■ TASKS AND EXERCISES
1 – Reproduce the passage on restaurant eavesdroppings in full, word for word.
2 – State how many lines of the listing contain the word "white", giving only the number.

■ EXCERPTED PASSAGE
· · · · ·

Restaurant eavesdroppings

…Fortunately not from the seagulls, but the human sort, whilst I was on holiday last week. You know how hard it is not to pick up on words spoken at conversational levels from the next table in a restaurant, once they catch your ear. In this case one of the foursome who sat down next to us had already spoken to me when he nearly knocked over my cider with his rucksack and laughingly apologised.

It became clear pretty soon from the conversation of the two guys immediately next to me that they were Christians, and not only that but evidently fairly senior members of what sounded to be one of the new church movements over here, who had once belonged to the same fellowship but had since moved to different places, and were comparing notes. So although I was not remotely concerned in following every word of the exchange, my chargrilled salmon being more interesting, I picked up the gist, and I have to say identified with the kind of problems that we church leaders sometimes have.

One guy had apparently had trouble getting his co-leaders to accept their new minister, owing to the latter’s leadership style, it seems. His discussion ranged around the way the denomination was organised, the role of “apostolic” leadership (that’s how I realised they were “new church” people rather than Baptists or Anglicans) – all that kind of stuff. He even joked about moving to my old home-town, where it seems there must be a successful and large congregation in their network.

The other guy was talking about having been in the same church for forty years or so (around the time when the house-church movement was generating new denominations aplenty), and now finding, with new leaders and a bigger congregation, that there was little for him to do in the way of leading or teaching. Again that’s familiar territory – when we moved away from my last church after my retirement, one factor was the feeling of being supernumerary following a successful period of growth.

· · · · ·

Labels for object points:
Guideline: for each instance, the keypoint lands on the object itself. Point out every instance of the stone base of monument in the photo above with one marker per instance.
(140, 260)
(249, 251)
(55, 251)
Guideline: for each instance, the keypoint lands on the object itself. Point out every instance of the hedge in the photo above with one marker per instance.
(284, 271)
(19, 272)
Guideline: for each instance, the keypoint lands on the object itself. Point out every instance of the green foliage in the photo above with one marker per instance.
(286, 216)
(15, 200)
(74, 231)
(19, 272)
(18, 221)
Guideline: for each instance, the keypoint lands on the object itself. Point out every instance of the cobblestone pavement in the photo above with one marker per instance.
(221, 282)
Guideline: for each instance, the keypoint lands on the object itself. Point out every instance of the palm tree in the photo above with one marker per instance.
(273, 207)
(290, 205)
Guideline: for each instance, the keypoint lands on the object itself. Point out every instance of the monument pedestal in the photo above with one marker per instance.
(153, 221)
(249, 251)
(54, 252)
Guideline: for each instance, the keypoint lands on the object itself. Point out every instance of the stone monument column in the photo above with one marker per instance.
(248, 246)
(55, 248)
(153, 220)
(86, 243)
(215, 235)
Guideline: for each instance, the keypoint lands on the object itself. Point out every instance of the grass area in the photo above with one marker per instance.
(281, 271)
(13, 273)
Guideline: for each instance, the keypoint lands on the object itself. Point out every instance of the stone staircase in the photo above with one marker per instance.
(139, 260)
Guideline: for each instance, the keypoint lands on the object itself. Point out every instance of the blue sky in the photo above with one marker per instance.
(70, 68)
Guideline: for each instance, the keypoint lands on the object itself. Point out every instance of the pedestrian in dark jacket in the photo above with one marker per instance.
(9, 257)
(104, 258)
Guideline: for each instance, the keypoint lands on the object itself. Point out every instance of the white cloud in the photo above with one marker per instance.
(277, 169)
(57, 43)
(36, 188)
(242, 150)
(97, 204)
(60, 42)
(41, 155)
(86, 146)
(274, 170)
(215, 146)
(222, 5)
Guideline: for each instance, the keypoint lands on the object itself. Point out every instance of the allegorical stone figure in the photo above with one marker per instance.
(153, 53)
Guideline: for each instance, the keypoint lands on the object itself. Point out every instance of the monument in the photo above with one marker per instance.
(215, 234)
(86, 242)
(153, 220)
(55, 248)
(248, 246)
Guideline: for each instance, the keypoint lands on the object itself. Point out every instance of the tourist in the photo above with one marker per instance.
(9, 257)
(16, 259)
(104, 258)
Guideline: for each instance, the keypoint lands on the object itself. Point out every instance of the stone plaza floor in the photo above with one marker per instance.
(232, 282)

· · · · ·

■ RESPONSES BY TASK
1 –
Restaurant eavesdroppings

…Fortunately not from the seagulls, but the human sort, whilst I was on holiday last week. You know how hard it is not to pick up on words spoken at conversational levels from the next table in a restaurant, once they catch your ear. In this case one of the foursome who sat down next to us had already spoken to me when he nearly knocked over my cider with his rucksack and laughingly apologised.

It became clear pretty soon from the conversation of the two guys immediately next to me that they were Christians, and not only that but evidently fairly senior members of what sounded to be one of the new church movements over here, who had once belonged to the same fellowship but had since moved to different places, and were comparing notes. So although I was not remotely concerned in following every word of the exchange, my chargrilled salmon being more interesting, I picked up the gist, and I have to say identified with the kind of problems that we church leaders sometimes have.

One guy had apparently had trouble getting his co-leaders to accept their new minister, owing to the latter’s leadership style, it seems. His discussion ranged around the way the denomination was organised, the role of “apostolic” leadership (that’s how I realised they were “new church” people rather than Baptists or Anglicans) – all that kind of stuff. He even joked about moving to my old home-town, where it seems there must be a successful and large congregation in their network.

The other guy was talking about having been in the same church for forty years or so (around the time when the house-church movement was generating new denominations aplenty), and now finding, with new leaders and a bigger congregation, that there was little for him to do in the way of leading or teaching. Again that’s familiar territory – when we moved away from my last church after my retirement, one factor was the feeling of being supernumerary following a successful period of growth.

2 – 1